Mais un chrétien vivant ne se
laisse pas troubler par ces insuffisances. Il sait
que l'Église seule sait ce qu'elle veut et
ce qu'elle doit, non pas par sa propre force, mais
grâce à Celui qui a dit: « Je
suis avec vous tous les jours jusqu'à la fin
du monde. » Il sait que si les
chrétiens valent quelque chose, c'est par la
grâce qui leur a été faite,
c'est-à-dire par ce qui les réunit,
et non pas par ce qui les différencie. La
vérité dans la charité le
garde de cet esprit sectaire qui
menace toutes les Églises, les grandes comme
les petites. La vérité ne
réside pas dans l'organisme
ecclésiastique si vénérable ou
puissant qu'il puisse être, la
vérité est en Jésus-Christ, et
c'est en Lui et en Lui seul, que toute
Église puise son accroissement.
Depuis que Jésus est venu,
l'Église unit les âmes fidèles
dans le temps et dans l'espace, par le plus fort,
par le plus intime des liens, l'Esprit que le
Seigneur dispense à ceux qui croient en Lui.
L'Église ne considère pas le bien et
le mal comme des accidents fatalement
attachés à notre existence
passagère, déterminant à
jamais la vie et la mort. Elle prêche, elle
exige, sur l'ordre de son chef, la renaissance de
l'homme.
Elle ne sort pas l'homme du combat. Bien
au contraire. En devenant chrétien, celui
qui consumait ses forces pour des buts secondaires
et désordonnés, doit les
déployer plus encore pour atteindre le but
prescrit. Il complique sa vie d'un souci primordial
et sacré, disposant d'une pierre de touche
contrôlant ses actes, et sa pensée,
jusque dans ses replis les plus secrets.

■ ■ ■ ■

(Consigne): Recopiez mot pour mot l'intégralité de l'extrait sur l'Église et la vie chrétienne.

(Données fournies):
■ ■ ■ ■

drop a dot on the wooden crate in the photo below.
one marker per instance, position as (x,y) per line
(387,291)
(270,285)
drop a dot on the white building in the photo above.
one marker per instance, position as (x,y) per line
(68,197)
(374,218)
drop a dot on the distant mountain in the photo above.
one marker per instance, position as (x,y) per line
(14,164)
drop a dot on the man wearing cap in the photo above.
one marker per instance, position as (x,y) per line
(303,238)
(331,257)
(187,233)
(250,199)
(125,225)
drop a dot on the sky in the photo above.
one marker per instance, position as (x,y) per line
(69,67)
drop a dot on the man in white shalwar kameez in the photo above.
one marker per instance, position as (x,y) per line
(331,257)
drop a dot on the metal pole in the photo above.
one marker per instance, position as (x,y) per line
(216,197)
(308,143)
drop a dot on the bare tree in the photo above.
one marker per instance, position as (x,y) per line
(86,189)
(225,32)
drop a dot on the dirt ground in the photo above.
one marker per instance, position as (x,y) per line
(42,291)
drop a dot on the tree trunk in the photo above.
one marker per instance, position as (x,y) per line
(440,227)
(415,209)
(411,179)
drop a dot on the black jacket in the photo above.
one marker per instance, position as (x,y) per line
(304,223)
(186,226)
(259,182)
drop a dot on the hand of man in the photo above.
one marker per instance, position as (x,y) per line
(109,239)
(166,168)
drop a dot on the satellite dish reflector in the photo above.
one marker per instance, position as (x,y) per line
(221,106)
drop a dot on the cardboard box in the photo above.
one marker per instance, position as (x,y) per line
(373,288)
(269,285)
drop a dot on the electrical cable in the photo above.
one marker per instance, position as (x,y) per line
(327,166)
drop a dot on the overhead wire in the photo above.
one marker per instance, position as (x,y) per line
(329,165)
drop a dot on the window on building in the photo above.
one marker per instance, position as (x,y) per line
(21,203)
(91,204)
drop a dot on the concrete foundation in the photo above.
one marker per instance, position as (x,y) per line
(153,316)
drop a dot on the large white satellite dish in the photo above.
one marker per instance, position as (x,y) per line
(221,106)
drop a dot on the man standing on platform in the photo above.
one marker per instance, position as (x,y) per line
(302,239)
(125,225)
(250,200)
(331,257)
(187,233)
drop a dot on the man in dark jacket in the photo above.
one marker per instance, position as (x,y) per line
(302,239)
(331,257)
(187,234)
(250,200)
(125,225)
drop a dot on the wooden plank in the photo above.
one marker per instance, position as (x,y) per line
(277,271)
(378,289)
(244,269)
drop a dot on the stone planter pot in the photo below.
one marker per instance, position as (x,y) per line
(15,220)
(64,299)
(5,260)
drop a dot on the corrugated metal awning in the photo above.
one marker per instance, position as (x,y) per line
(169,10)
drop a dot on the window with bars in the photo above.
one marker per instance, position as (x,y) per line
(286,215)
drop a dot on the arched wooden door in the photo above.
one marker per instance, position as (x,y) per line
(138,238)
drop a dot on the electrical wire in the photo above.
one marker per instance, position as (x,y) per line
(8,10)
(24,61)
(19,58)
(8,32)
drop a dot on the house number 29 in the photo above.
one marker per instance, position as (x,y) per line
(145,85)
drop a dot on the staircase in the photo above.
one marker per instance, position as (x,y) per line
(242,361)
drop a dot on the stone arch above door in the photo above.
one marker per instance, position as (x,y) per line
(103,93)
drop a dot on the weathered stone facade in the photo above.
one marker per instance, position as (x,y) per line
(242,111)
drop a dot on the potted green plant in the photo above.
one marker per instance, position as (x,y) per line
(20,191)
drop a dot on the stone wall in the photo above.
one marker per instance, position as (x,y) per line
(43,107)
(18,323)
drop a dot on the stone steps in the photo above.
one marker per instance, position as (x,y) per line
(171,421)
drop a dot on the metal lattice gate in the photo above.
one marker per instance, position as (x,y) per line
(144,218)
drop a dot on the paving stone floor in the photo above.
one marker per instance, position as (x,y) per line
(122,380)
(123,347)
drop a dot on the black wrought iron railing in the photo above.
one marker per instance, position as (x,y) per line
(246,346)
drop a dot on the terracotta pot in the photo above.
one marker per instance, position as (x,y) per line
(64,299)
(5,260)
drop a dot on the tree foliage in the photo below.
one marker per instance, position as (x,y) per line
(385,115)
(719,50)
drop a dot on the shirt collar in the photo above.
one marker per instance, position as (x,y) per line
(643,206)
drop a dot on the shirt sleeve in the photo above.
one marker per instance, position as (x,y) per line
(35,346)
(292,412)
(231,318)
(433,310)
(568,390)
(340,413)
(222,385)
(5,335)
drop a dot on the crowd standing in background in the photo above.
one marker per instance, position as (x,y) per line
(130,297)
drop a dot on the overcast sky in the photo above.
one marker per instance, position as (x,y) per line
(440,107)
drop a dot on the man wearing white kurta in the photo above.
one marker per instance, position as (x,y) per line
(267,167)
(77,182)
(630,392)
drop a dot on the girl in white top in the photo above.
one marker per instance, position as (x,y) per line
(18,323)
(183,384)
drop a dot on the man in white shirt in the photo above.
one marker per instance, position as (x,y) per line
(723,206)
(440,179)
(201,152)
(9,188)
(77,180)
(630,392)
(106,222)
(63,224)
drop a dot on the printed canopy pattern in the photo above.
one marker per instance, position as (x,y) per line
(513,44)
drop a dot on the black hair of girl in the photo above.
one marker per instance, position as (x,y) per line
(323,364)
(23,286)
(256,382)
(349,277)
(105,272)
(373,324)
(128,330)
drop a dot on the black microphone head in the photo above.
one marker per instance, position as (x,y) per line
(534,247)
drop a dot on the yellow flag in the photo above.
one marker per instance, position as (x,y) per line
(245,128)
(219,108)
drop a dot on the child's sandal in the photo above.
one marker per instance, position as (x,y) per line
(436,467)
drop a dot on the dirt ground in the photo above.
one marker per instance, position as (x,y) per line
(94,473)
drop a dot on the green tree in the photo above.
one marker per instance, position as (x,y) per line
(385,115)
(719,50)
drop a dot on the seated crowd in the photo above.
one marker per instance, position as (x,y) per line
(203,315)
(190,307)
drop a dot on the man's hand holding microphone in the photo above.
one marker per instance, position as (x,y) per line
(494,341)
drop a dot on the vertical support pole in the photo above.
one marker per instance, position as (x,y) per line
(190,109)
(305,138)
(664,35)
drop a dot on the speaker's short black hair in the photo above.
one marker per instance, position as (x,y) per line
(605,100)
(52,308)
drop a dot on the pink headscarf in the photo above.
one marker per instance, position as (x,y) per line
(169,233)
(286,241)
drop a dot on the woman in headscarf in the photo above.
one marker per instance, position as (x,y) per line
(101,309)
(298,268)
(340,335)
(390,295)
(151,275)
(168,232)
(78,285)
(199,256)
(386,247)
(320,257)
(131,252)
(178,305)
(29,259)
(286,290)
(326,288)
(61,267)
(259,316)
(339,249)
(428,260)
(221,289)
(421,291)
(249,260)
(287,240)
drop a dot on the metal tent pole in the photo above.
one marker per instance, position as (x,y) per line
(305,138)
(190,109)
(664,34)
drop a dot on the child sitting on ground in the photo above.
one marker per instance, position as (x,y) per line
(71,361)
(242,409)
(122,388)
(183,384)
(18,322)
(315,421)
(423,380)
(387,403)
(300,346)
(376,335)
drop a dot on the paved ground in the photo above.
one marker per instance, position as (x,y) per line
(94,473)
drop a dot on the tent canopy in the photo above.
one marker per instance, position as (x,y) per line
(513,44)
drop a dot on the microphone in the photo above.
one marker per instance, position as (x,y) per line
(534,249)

■ ■ ■ ■

(Réponse):
Mais un chrétien vivant ne se
laisse pas troubler par ces insuffisances. Il sait
que l'Église seule sait ce qu'elle veut et
ce qu'elle doit, non pas par sa propre force, mais
grâce à Celui qui a dit: « Je
suis avec vous tous les jours jusqu'à la fin
du monde. » Il sait que si les
chrétiens valent quelque chose, c'est par la
grâce qui leur a été faite,
c'est-à-dire par ce qui les réunit,
et non pas par ce qui les différencie. La
vérité dans la charité le
garde de cet esprit sectaire qui
menace toutes les Églises, les grandes comme
les petites. La vérité ne
réside pas dans l'organisme
ecclésiastique si vénérable ou
puissant qu'il puisse être, la
vérité est en Jésus-Christ, et
c'est en Lui et en Lui seul, que toute
Église puise son accroissement.
Depuis que Jésus est venu,
l'Église unit les âmes fidèles
dans le temps et dans l'espace, par le plus fort,
par le plus intime des liens, l'Esprit que le
Seigneur dispense à ceux qui croient en Lui.
L'Église ne considère pas le bien et
le mal comme des accidents fatalement
attachés à notre existence
passagère, déterminant à
jamais la vie et la mort. Elle prêche, elle
exige, sur l'ordre de son chef, la renaissance de
l'homme.
Elle ne sort pas l'homme du combat. Bien
au contraire. En devenant chrétien, celui
qui consumait ses forces pour des buts secondaires
et désordonnés, doit les
déployer plus encore pour atteindre le but
prescrit. Il complique sa vie d'un souci primordial
et sacré, disposant d'une pierre de touche
contrôlant ses actes, et sa pensée,
jusque dans ses replis les plus secrets.